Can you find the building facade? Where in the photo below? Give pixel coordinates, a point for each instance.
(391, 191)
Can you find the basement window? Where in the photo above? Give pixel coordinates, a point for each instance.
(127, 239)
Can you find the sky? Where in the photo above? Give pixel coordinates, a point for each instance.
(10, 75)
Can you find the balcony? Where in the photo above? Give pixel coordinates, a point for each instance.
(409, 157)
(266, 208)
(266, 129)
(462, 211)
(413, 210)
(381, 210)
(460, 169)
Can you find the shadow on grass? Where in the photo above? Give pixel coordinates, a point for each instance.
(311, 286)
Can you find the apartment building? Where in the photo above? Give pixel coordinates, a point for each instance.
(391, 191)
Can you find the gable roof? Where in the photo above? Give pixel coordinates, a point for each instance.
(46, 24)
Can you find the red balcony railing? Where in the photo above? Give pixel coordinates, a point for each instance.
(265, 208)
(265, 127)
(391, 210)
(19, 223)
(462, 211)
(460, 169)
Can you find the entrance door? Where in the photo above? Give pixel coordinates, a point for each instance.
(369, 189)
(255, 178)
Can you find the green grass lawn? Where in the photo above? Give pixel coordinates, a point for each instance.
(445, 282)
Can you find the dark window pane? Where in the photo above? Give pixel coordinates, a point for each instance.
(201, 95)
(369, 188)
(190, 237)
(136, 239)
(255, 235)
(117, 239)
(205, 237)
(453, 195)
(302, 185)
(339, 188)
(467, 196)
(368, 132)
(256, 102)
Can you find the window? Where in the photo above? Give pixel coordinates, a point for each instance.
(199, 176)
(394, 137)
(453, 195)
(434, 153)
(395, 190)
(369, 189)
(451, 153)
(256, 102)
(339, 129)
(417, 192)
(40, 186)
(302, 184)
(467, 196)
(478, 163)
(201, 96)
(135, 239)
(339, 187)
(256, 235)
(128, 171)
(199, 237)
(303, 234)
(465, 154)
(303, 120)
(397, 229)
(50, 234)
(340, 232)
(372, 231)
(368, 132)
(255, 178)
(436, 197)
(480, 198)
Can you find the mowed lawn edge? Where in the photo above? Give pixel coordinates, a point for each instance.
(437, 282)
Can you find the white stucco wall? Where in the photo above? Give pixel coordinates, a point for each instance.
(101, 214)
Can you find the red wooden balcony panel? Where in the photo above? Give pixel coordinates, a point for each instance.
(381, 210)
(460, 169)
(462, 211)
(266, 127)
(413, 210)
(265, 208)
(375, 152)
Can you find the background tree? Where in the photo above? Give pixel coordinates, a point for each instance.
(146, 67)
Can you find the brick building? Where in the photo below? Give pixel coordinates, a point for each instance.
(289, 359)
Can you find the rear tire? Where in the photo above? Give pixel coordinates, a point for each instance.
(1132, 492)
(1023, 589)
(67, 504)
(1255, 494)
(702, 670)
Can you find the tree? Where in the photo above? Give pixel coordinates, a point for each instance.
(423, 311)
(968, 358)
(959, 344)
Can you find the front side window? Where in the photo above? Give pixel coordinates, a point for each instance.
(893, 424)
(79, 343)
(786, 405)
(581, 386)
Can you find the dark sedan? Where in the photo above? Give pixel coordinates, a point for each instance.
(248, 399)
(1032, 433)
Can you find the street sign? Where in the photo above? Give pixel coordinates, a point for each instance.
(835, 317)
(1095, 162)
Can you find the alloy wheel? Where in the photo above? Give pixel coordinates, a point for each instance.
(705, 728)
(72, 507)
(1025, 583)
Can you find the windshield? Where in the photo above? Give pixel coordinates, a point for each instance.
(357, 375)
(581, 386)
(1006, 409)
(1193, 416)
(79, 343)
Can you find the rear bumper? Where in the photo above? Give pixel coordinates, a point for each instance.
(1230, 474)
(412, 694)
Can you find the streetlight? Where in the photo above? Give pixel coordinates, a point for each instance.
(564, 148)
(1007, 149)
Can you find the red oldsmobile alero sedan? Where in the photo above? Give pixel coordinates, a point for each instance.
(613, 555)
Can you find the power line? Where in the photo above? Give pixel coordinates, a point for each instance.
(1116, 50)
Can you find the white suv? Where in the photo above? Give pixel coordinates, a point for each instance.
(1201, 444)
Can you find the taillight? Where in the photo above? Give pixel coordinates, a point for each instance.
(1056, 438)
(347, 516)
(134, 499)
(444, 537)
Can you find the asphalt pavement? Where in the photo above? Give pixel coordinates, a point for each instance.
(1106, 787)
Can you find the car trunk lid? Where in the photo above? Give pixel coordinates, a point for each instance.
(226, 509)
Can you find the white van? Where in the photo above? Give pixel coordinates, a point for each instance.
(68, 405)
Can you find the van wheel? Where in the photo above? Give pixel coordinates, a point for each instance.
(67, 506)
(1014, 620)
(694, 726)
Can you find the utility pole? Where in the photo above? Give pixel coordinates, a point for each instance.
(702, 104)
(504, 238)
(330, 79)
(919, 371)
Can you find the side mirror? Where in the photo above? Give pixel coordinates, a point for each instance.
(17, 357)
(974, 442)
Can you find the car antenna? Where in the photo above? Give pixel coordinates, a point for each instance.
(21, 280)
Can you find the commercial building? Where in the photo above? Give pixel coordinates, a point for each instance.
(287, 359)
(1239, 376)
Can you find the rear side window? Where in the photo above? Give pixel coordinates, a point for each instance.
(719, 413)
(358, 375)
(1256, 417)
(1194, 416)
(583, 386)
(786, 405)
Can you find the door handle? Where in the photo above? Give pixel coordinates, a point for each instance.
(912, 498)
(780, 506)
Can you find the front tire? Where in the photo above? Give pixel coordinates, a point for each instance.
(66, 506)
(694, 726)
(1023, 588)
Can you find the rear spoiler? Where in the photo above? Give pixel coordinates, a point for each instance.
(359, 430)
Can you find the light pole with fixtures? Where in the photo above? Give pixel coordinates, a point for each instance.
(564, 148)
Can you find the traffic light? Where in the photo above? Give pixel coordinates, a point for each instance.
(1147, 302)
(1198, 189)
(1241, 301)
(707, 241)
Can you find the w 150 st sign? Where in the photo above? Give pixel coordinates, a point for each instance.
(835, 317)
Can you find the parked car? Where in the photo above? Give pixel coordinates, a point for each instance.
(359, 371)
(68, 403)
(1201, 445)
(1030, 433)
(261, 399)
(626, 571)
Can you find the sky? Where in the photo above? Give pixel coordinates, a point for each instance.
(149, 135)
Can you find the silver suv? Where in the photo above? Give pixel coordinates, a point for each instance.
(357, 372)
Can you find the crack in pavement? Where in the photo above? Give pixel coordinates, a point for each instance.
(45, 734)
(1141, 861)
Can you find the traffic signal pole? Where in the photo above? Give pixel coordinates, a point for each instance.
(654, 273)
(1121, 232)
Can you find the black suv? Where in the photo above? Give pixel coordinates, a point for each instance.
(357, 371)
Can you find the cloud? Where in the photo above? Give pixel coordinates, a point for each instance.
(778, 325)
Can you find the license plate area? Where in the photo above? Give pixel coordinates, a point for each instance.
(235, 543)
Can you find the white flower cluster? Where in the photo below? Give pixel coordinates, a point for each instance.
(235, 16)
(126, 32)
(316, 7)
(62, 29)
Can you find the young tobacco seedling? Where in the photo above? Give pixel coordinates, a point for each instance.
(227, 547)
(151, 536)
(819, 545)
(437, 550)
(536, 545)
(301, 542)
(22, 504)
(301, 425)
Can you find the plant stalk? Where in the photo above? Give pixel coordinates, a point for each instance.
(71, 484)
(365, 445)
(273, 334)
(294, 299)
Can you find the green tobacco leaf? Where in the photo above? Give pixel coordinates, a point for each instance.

==========

• **EXERCISE AIM**
Transcribe the material above word for word.

• **THE ANSWER**
Can you find the building facade? Where in the photo below? Give pixel coordinates, a point for each instance.
(391, 191)
Can you find the basement window? Where in the photo above? Give pixel coordinates, a point for each instance.
(127, 239)
Can you find the sky? Where in the photo above? Give pixel coordinates, a point for each instance.
(10, 75)
Can you find the balcony? Where in the photo above? Give pixel coordinates, a point for each instance.
(409, 157)
(266, 208)
(266, 129)
(462, 211)
(413, 210)
(381, 210)
(460, 169)
Can you find the shadow on grass? Where in the photo above? Give pixel coordinates, a point for each instance.
(311, 286)
Can you find the apartment building? Where in the photo above? Give pixel coordinates, a point for each instance.
(391, 191)
Can you find the gable roof? Where in the photo above? Give pixel coordinates, a point for each instance.
(46, 24)
Can you find the red balcony railing? Where in the photo above? Give pixel coordinates, a point for each instance.
(265, 208)
(265, 127)
(391, 210)
(19, 223)
(462, 211)
(460, 169)
Can you find the entrance door? Where in the photo above? Give pixel coordinates, a point for each instance.
(369, 189)
(255, 178)
Can you find the green grass lawn? Where in the photo above? Give pixel coordinates, a point for each instance.
(445, 282)
Can you find the dark window pane? Where in the photo above? Give pixel coordinates, a point for each instance.
(201, 95)
(369, 188)
(190, 237)
(136, 239)
(255, 235)
(117, 239)
(205, 237)
(453, 195)
(302, 185)
(339, 188)
(467, 196)
(368, 132)
(256, 102)
Can you find the window? Where in the photo above? Give pixel coordinates, a point for each instance.
(199, 176)
(394, 137)
(453, 195)
(434, 153)
(395, 190)
(369, 189)
(451, 153)
(256, 102)
(339, 129)
(417, 192)
(40, 186)
(302, 184)
(467, 196)
(478, 163)
(201, 96)
(135, 239)
(339, 187)
(256, 235)
(128, 171)
(199, 237)
(303, 234)
(465, 154)
(303, 120)
(397, 229)
(50, 234)
(340, 232)
(372, 231)
(368, 132)
(255, 178)
(436, 197)
(480, 198)
Can you find the mowed lawn edge? Where in the photo above? Give pixel coordinates, a point for each instance.
(437, 282)
Can you find the white stucco wall? Where in the photo above? Give pixel coordinates, a point for each instance.
(101, 214)
Can you find the red wooden balcony panel? Where in the photo above? Give pixel coordinates, a point for each instance.
(381, 210)
(460, 169)
(462, 211)
(266, 127)
(413, 210)
(265, 208)
(375, 152)
Can you find the background tree? Where in the photo above? Give pixel coordinates, a point for each instance.
(146, 67)
Can you find the brick building? Where in the photo below? Give pixel coordinates, a point for each instance.
(289, 359)
Can you find the rear tire? Where in the photo above? Give pixel coordinates, a point for each instance.
(1132, 492)
(1023, 589)
(67, 504)
(1255, 494)
(702, 670)
Can you find the tree? Where in the photo above? Give pixel coordinates, a point for each instance.
(423, 311)
(968, 358)
(959, 344)
Can you find the front side window? Where in the photo above? Give pixel coordinates, a point for each instance.
(893, 424)
(79, 343)
(786, 405)
(581, 386)
Can you find the dark sedan? Where in the photo above? Give pixel coordinates, a point for each instance.
(248, 399)
(1032, 433)
Can you find the street sign? Where in the photo above? Give pixel coordinates, a point for each instance.
(835, 317)
(1095, 162)
Can you find the alloy wheel? Where in the photo above? Give pixel coordinates, a point for each instance.
(705, 728)
(72, 507)
(1025, 583)
Can you find the windshield? Where in the photo above? Give pixel coordinates, a point for each instance.
(357, 375)
(581, 386)
(1006, 409)
(1193, 416)
(79, 343)
Can you find the rear bumper? Where in the photo above? Give pixel coordinates, a point for each instance.
(1230, 474)
(412, 694)
Can you find the streetlight? Where in the photo above? Give pixel coordinates, a point for each instance.
(564, 148)
(1007, 149)
Can you find the red oldsmobile alero sedan? Where in the photo above? Give pixel coordinates, a point for each instance.
(613, 555)
Can you find the power line? Where in the photo above? Give pixel coordinates, a point for each instance.
(1116, 50)
Can you find the white suv? Where in the photo above? Give pixel coordinates, a point for each instance.
(1201, 444)
Can you find the taillight? Where in the photo above? Give pixel coordinates, a point for each instance.
(1056, 438)
(347, 516)
(134, 499)
(444, 537)
Can you find the asphalt pavement? Where in the photo above? Give pixel coordinates, a point for each instance.
(1106, 787)
Can you find the car trunk lid? Where in the photo above? Give pixel coordinates, a point for each instance.
(226, 509)
Can you find the white van? Where in the photo above? Give pixel coordinates, a point for each instance.
(68, 405)
Can you find the van wheel? Where in the photo above? Give pixel coordinates, a point for each instance.
(67, 506)
(1014, 620)
(694, 726)
Can you find the utility pole? Where in the photo above? Give pixel coordinates, a point for each instance.
(702, 104)
(504, 238)
(330, 79)
(919, 371)
Can you find the side mirror? Where in the photo above? Give pixel coordinates, a point for each instance.
(17, 357)
(974, 442)
Can you find the car antenna? Where in the photo above? Give pixel coordinates, a point for each instance.
(21, 280)
Can you find the commercial building? Where in the photo above? Give pixel coordinates, a point for each instance.
(287, 359)
(1239, 376)
Can you find the rear side window? Where in the photo above? Give pixel coordinates, a point for each instance.
(719, 413)
(358, 375)
(1256, 417)
(1194, 416)
(583, 386)
(786, 405)
Can you find the door handle? Where in the photo above? Give pixel coordinates, a point for each instance.
(912, 498)
(780, 506)
Can you find the front tire? Where in the photo above? Give pixel coordinates, a point for each instance.
(66, 506)
(694, 726)
(1023, 588)
Can you find the rear spoiler? Where in the photo above? Give pixel coordinates, a point for each instance.
(359, 430)
Can you find the light pole with fixtures? Where in the photo above? Give pixel coordinates, a point for each instance.
(564, 148)
Can you find the traffic light? Where in the photo above? Give pixel coordinates, a point for each instance.
(1147, 302)
(1198, 189)
(1241, 301)
(707, 241)
Can you find the w 150 st sign? Where in the photo above? Give pixel coordinates, a point for each instance.
(835, 317)
Can you find the parked car? Where in the photo above? Give pixel coordinates, a point for each instance.
(359, 371)
(68, 403)
(1201, 445)
(1030, 433)
(261, 399)
(626, 571)
Can you find the sky? Where in the photo above? Give pixel coordinates, a point for each instance.
(149, 135)
Can you find the silver suv? Where in the photo above? Give pixel coordinates, a point for each instance.
(357, 372)
Can you find the crack in pavement? Where in the photo above? Give pixel coordinates, a point for each instance.
(45, 734)
(1141, 861)
Can you find the traffic signal pole? Where in the photo above? Give pixel coordinates, a point for each instance.
(654, 273)
(1121, 232)
Can you find the black suv? Where in the photo above? Give pixel coordinates, a point for each instance.
(357, 371)
Can you find the cloud? Where in the photo above? Give pixel coordinates, a point for each instance.
(778, 325)
Can you find the license plate area? Where in the photo above? Give pixel coordinates, a point for each instance.
(235, 543)
Can you find the white flower cluster? Where in the photo below? Give pixel coordinates, a point for each instance.
(235, 16)
(126, 32)
(316, 7)
(62, 29)
Can you find the young tobacco seedling? Where in the photo above? Give pixel coordinates, a point for each instance.
(227, 547)
(151, 536)
(819, 545)
(437, 550)
(536, 545)
(301, 542)
(22, 504)
(301, 425)
Can you find the plant stalk? Where in the photo above? Give pixel coordinates, a point for each instance.
(71, 484)
(365, 445)
(273, 334)
(294, 299)
Can you find the green tobacco leaf? Where in the photo above? Give pixel coordinates, a point for each instance.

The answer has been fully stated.